## What the task asks
Within the listing below, show every line that contains the word "above".

Extracted entries START

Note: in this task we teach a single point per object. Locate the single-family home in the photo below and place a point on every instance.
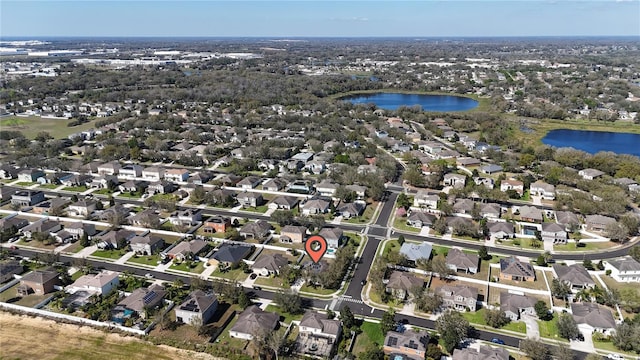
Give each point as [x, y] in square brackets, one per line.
[317, 335]
[197, 309]
[269, 264]
[257, 230]
[624, 269]
[293, 234]
[575, 275]
[593, 317]
[458, 260]
[554, 233]
[513, 269]
[407, 345]
[146, 245]
[252, 322]
[598, 222]
[515, 305]
[414, 252]
[590, 174]
[101, 283]
[541, 188]
[401, 284]
[460, 298]
[38, 282]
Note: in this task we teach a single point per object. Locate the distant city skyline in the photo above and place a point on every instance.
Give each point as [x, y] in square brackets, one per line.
[454, 18]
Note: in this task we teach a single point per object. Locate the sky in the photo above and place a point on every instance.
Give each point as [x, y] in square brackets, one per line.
[308, 18]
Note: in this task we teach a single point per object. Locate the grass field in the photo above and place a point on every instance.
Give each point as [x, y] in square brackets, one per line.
[33, 338]
[31, 126]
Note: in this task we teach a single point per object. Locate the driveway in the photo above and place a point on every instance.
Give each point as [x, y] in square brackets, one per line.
[533, 331]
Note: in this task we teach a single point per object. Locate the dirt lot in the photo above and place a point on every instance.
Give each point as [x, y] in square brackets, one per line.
[24, 337]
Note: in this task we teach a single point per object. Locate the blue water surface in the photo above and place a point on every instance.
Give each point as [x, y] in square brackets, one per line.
[594, 141]
[391, 101]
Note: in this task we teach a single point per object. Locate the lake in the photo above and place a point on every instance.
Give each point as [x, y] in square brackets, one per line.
[391, 101]
[594, 141]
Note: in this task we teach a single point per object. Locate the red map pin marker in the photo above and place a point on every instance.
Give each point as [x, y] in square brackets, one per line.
[316, 247]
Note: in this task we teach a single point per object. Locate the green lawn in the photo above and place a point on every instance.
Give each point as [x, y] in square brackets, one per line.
[32, 125]
[145, 260]
[284, 317]
[109, 254]
[197, 268]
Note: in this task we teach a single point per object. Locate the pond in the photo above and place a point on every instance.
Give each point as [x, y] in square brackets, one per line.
[594, 141]
[392, 101]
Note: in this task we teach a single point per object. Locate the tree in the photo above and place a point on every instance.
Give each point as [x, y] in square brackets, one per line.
[484, 253]
[567, 327]
[388, 323]
[534, 349]
[542, 310]
[562, 352]
[560, 289]
[453, 328]
[496, 318]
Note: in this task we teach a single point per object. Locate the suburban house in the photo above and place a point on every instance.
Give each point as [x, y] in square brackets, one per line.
[187, 217]
[410, 344]
[269, 264]
[459, 297]
[590, 174]
[598, 222]
[334, 237]
[229, 255]
[216, 224]
[293, 234]
[575, 275]
[185, 250]
[38, 282]
[425, 200]
[401, 284]
[483, 353]
[514, 305]
[455, 180]
[197, 309]
[513, 269]
[256, 230]
[27, 197]
[350, 210]
[501, 230]
[253, 321]
[177, 175]
[530, 214]
[593, 317]
[419, 219]
[140, 300]
[458, 260]
[317, 335]
[554, 233]
[250, 182]
[153, 174]
[101, 283]
[315, 206]
[9, 268]
[146, 245]
[624, 269]
[414, 251]
[81, 208]
[512, 184]
[283, 203]
[250, 199]
[541, 188]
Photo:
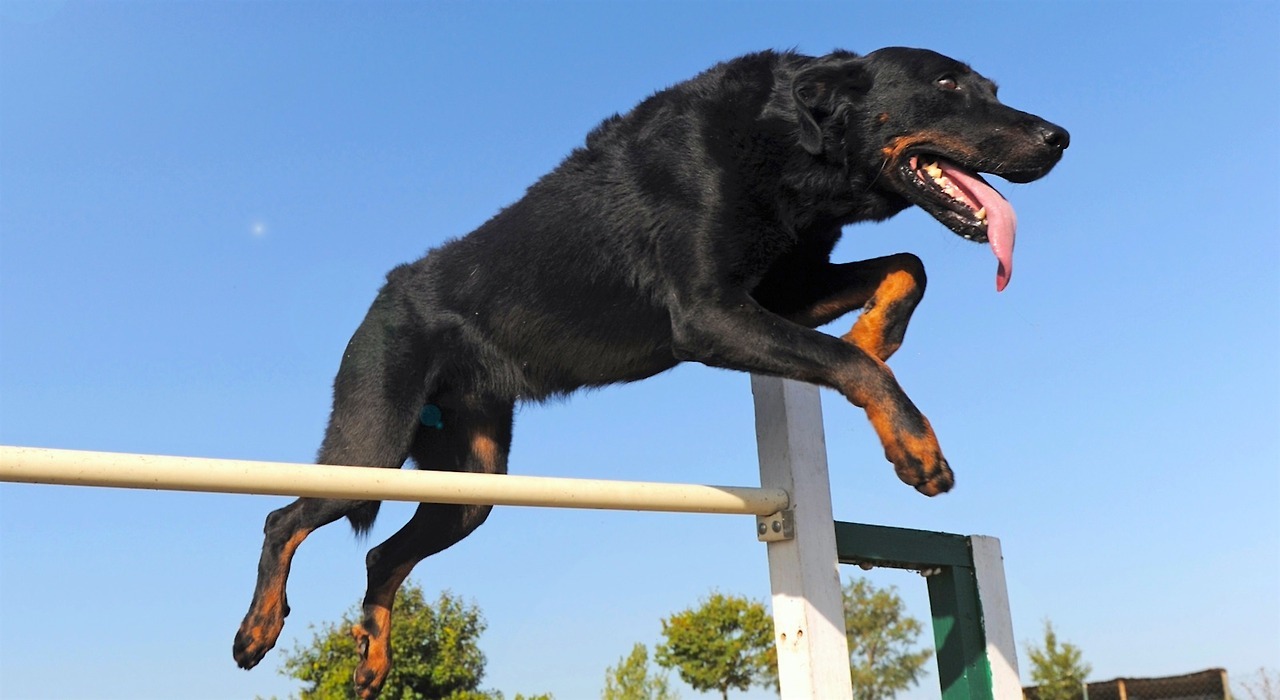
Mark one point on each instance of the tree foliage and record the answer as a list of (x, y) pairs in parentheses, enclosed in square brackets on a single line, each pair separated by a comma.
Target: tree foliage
[(434, 649), (881, 640), (631, 680), (1057, 669), (726, 643)]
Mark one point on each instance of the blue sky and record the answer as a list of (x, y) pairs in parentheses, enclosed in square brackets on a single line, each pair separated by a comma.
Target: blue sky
[(199, 200)]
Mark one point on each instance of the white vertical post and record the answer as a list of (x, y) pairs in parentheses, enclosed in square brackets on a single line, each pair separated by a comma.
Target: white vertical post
[(808, 612), (988, 566)]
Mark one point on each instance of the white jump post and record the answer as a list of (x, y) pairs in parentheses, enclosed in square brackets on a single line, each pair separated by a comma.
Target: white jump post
[(808, 609)]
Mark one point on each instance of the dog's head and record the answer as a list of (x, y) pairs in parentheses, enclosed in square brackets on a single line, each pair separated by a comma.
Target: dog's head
[(922, 127)]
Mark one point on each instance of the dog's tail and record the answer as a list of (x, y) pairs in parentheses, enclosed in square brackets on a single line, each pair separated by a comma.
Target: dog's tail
[(362, 517)]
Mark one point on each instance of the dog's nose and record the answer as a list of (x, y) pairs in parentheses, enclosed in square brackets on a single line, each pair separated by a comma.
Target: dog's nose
[(1055, 137)]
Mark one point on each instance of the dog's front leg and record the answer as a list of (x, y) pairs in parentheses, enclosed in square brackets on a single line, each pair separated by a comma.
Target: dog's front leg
[(887, 291), (735, 332)]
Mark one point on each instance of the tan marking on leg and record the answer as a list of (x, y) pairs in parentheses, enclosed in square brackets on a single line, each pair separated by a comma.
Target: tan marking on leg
[(484, 448), (869, 330)]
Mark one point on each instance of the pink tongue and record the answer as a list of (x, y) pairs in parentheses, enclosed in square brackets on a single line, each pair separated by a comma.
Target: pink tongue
[(1001, 220)]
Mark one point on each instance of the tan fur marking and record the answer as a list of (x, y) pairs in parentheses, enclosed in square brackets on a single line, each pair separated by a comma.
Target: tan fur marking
[(868, 333)]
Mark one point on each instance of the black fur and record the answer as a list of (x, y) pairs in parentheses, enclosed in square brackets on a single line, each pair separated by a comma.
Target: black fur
[(698, 227)]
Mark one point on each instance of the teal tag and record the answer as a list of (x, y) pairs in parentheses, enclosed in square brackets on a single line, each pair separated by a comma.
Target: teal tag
[(430, 416)]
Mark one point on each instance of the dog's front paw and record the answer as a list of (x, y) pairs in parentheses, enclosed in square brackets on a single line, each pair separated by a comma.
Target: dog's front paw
[(929, 476), (913, 449)]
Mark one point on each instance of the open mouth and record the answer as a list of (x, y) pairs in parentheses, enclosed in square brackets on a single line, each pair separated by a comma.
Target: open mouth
[(965, 204)]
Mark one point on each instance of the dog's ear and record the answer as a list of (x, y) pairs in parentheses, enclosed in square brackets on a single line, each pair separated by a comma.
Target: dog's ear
[(821, 91)]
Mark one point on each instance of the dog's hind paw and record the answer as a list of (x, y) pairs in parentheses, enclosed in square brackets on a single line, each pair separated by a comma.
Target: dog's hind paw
[(256, 636), (375, 660)]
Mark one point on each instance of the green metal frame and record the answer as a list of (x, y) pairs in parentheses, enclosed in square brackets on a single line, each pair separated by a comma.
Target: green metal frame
[(964, 671)]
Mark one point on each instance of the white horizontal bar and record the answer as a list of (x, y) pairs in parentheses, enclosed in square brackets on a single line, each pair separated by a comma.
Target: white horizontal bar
[(192, 474)]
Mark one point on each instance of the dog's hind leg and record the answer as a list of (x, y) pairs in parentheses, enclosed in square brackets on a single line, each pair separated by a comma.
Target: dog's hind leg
[(474, 439), (378, 394)]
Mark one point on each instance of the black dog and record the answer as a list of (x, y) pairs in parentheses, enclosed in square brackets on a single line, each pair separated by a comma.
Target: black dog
[(698, 227)]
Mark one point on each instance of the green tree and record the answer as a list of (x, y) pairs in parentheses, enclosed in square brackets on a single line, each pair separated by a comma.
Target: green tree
[(1057, 669), (881, 640), (434, 648), (726, 643), (630, 680)]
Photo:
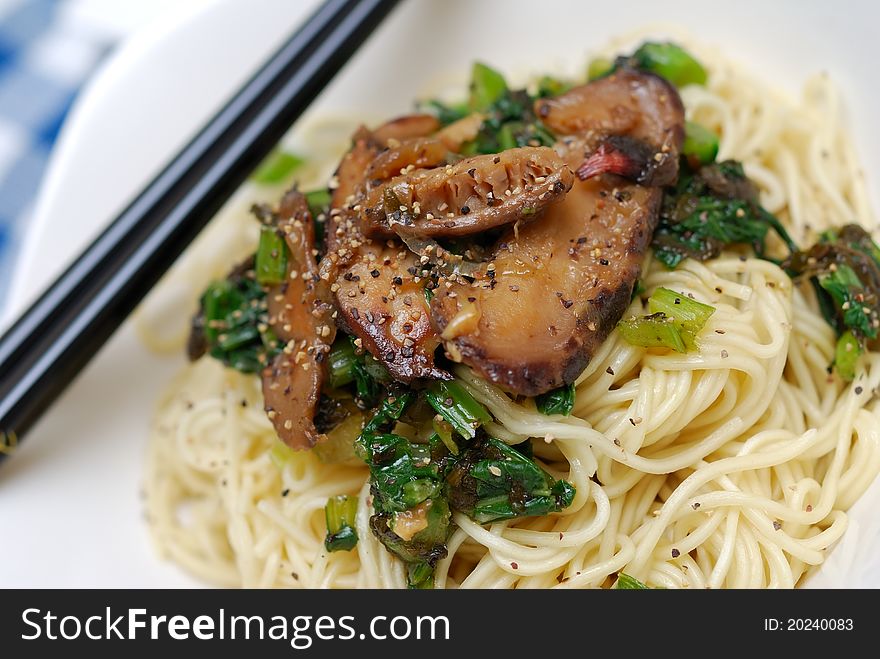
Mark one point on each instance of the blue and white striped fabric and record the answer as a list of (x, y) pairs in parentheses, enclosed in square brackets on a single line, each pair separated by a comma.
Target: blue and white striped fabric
[(43, 62)]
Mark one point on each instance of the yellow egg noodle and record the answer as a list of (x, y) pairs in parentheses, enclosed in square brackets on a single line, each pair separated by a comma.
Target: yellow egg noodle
[(728, 467)]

Extracted entries END

## Answer section
Note: in this task we teach a single point per object. Locate the distant city skyline in the photo above and place a point on every instance.
Note: in this task we teach a single point per object. Locate the sky in the photo above and place a point on every instance.
Note: in this task we teach a single point per object. Locate the grass field in the photo above and place a point on every instance.
Note: in this task we teach a single point per object. Locate the driveway in the photo above and place a point on every instance.
Note: in this task we teach a single point per object. Locate the dirt lot in the photo above and place a point on every instance.
Note: in this task we teach a single point per object. Locate the blue water surface in the photo above and place a point on every instance.
Note: in this task we teach a single point per object. Locate the lake in the photo above and place a point on every instance.
Note: in this task we teach a single point per object. Locate the red map pin marker in the photo above and place a point on every instance.
Note: in this task we teach a single point per object. Locate the green lawn in the photo above and place a point on every instance.
Note: in this task we teach a single point per object. Locate the pond in the photo above and place a point on every instance.
Note: in this task we teach a single point per object. Locate the tree in the photo above and place a point on every instance.
Note: in this task we teach a single point per object. Locate the suburban house in the photo above and place a point on every instance.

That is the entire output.